Work order
Only lines with the string "wing" should be returned from the data below.

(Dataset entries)
______________________________
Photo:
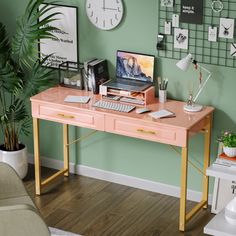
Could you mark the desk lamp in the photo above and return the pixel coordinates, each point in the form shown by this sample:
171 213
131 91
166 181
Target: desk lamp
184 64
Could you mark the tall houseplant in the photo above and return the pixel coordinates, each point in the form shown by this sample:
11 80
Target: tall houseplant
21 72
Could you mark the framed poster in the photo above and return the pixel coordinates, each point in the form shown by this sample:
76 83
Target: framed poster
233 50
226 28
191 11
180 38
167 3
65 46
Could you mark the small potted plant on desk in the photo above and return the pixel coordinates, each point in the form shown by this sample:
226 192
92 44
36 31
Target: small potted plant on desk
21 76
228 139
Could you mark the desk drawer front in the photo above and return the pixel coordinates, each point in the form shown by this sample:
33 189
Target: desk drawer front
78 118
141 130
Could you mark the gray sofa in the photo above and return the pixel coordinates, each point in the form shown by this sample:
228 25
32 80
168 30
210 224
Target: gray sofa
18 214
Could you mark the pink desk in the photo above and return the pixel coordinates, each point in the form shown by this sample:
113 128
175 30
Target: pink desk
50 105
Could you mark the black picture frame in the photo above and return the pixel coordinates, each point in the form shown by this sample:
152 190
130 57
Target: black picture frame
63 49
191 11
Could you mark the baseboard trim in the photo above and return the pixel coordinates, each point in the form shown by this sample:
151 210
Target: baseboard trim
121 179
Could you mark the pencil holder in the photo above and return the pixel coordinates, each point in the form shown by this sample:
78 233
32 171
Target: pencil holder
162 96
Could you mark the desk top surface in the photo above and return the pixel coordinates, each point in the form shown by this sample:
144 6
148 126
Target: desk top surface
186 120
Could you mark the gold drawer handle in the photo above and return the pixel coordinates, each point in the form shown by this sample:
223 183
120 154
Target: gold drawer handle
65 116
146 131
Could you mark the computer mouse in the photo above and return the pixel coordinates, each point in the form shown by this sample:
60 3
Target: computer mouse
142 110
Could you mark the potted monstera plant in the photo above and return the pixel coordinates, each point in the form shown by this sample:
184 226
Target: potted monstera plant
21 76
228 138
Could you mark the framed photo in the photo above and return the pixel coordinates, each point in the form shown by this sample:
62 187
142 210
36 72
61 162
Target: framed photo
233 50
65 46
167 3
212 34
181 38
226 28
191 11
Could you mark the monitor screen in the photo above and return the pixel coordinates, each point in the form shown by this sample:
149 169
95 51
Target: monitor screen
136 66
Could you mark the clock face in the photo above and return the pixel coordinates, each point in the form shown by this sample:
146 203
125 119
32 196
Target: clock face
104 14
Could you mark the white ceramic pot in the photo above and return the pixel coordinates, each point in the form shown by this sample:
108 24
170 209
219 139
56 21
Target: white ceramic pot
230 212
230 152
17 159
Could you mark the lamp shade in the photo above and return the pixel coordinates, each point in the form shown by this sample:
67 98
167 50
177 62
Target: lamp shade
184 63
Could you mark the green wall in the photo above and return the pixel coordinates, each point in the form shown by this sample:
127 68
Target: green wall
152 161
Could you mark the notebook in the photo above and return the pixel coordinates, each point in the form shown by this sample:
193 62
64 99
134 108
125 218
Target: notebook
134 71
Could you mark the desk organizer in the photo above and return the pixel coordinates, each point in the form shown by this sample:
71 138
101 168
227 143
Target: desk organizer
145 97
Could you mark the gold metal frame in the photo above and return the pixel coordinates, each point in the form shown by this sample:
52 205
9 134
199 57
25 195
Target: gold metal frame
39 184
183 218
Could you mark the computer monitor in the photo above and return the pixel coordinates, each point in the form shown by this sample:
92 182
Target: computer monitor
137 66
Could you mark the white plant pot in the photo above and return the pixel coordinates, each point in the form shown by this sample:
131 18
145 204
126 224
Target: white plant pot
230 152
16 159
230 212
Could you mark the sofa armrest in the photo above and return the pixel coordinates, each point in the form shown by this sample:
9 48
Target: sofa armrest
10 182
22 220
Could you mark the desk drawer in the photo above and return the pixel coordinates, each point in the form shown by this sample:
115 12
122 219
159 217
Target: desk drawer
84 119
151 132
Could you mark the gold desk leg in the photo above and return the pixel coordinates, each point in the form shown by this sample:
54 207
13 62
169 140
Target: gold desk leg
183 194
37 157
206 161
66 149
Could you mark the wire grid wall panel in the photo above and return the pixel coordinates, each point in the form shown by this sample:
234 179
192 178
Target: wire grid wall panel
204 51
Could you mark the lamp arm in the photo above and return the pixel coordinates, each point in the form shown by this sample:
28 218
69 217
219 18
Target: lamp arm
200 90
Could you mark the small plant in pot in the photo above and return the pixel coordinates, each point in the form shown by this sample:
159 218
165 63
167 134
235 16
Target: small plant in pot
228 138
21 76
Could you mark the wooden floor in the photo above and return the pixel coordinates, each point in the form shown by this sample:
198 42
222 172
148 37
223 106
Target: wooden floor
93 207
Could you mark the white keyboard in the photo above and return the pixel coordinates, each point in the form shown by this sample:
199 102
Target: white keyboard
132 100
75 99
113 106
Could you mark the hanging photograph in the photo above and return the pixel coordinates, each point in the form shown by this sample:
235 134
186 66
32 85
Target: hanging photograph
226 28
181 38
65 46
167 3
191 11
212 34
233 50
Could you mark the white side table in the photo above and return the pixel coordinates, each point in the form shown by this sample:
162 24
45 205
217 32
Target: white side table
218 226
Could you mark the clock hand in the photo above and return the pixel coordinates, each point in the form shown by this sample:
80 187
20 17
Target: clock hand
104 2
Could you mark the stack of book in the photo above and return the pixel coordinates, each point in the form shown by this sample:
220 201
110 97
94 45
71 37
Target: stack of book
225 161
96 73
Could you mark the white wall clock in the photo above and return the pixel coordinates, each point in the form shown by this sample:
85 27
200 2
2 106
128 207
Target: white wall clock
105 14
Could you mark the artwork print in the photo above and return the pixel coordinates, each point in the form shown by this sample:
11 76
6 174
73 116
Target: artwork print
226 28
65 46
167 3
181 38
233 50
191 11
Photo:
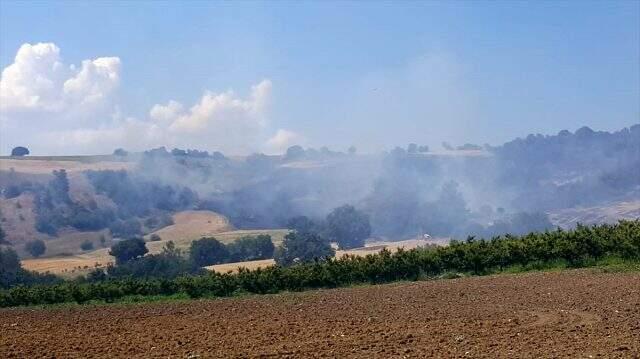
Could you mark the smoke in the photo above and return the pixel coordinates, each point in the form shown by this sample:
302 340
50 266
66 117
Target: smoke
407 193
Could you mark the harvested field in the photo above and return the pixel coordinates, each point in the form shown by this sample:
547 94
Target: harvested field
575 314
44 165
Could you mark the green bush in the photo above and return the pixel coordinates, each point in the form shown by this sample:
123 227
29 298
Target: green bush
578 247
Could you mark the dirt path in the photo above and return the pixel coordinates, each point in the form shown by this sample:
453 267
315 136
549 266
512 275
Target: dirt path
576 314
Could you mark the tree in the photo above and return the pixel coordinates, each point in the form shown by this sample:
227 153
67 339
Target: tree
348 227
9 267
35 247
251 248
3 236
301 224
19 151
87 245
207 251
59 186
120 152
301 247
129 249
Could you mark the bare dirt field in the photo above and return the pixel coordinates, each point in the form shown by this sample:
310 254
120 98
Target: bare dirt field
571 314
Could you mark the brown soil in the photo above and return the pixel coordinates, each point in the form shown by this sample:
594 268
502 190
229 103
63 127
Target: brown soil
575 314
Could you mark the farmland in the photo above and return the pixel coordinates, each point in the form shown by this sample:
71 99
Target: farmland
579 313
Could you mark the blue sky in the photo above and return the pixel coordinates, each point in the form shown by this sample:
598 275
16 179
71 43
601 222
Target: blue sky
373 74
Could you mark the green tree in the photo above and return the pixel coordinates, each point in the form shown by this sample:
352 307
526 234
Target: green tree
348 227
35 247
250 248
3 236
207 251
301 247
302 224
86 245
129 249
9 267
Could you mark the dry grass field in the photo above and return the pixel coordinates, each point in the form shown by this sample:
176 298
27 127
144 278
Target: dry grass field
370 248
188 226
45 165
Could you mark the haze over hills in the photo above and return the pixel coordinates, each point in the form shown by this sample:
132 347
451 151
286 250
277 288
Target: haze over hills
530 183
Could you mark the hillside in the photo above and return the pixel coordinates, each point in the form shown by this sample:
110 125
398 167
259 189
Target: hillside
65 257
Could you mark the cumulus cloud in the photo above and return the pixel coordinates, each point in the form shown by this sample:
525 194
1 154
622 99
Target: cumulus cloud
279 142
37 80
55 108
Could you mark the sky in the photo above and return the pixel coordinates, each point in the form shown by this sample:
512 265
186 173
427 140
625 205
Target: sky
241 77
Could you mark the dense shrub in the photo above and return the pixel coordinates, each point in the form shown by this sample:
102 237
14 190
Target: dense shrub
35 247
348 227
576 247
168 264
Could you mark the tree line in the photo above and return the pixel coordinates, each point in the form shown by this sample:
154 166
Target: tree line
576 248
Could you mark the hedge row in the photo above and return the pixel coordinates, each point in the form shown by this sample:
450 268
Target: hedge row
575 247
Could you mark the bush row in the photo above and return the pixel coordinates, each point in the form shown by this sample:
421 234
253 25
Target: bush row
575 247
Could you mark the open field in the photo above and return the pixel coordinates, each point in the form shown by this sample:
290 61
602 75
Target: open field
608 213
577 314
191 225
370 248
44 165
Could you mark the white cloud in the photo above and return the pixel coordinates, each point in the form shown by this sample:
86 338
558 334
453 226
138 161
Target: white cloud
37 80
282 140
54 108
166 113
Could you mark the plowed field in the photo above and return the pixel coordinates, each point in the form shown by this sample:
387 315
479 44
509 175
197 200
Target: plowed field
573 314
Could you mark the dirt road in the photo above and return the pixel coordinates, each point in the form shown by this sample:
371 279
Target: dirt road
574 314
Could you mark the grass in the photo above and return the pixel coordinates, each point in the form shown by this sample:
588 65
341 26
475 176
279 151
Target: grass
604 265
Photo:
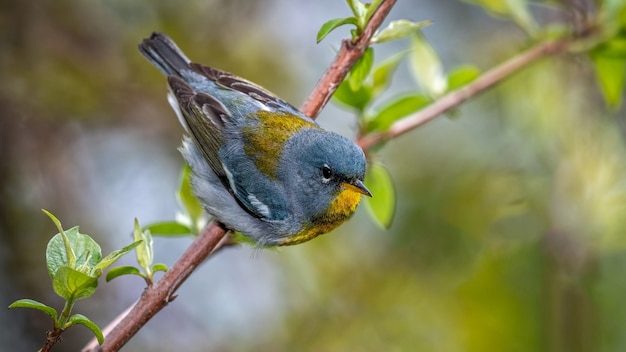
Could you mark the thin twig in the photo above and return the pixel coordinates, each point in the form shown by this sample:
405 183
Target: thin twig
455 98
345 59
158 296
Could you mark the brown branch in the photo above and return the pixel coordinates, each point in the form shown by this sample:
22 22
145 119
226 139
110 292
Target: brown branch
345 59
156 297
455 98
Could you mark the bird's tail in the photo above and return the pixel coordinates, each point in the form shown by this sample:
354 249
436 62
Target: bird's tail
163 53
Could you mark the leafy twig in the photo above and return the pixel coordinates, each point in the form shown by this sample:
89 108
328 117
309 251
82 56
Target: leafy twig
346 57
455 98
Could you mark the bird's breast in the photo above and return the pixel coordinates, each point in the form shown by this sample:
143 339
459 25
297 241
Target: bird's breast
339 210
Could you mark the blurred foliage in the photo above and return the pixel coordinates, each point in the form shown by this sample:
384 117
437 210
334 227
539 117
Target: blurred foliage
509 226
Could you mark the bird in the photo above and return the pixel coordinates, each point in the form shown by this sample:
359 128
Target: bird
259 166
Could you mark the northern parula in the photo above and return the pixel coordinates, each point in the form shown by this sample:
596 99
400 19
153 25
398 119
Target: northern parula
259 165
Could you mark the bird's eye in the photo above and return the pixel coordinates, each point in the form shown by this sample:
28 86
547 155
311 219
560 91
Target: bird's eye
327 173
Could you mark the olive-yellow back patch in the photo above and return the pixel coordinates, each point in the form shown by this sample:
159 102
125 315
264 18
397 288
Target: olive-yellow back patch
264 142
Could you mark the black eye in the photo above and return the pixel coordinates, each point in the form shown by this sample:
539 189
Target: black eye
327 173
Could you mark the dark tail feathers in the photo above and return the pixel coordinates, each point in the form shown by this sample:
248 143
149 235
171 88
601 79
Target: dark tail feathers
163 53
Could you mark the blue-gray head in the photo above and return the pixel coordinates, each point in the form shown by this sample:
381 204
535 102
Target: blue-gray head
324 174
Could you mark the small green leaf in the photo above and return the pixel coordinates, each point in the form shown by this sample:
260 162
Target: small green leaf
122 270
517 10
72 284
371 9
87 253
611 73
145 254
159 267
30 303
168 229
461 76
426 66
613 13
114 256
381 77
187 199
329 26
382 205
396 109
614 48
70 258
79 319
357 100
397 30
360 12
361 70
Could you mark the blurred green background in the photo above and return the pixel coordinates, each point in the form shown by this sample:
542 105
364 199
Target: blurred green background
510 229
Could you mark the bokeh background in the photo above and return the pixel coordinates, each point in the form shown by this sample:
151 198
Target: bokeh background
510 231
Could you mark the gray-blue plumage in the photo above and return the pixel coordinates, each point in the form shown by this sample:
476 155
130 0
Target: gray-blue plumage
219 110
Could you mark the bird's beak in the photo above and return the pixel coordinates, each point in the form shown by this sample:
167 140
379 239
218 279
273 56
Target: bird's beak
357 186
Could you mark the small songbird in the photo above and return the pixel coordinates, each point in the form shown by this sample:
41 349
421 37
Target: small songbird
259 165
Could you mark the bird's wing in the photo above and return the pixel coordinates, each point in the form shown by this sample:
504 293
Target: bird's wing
______________________________
Problem solution
Could you mark the bird's wing in the photo above and return the pixel coordinates, each point in the form shown by this sample:
Target: bird's wing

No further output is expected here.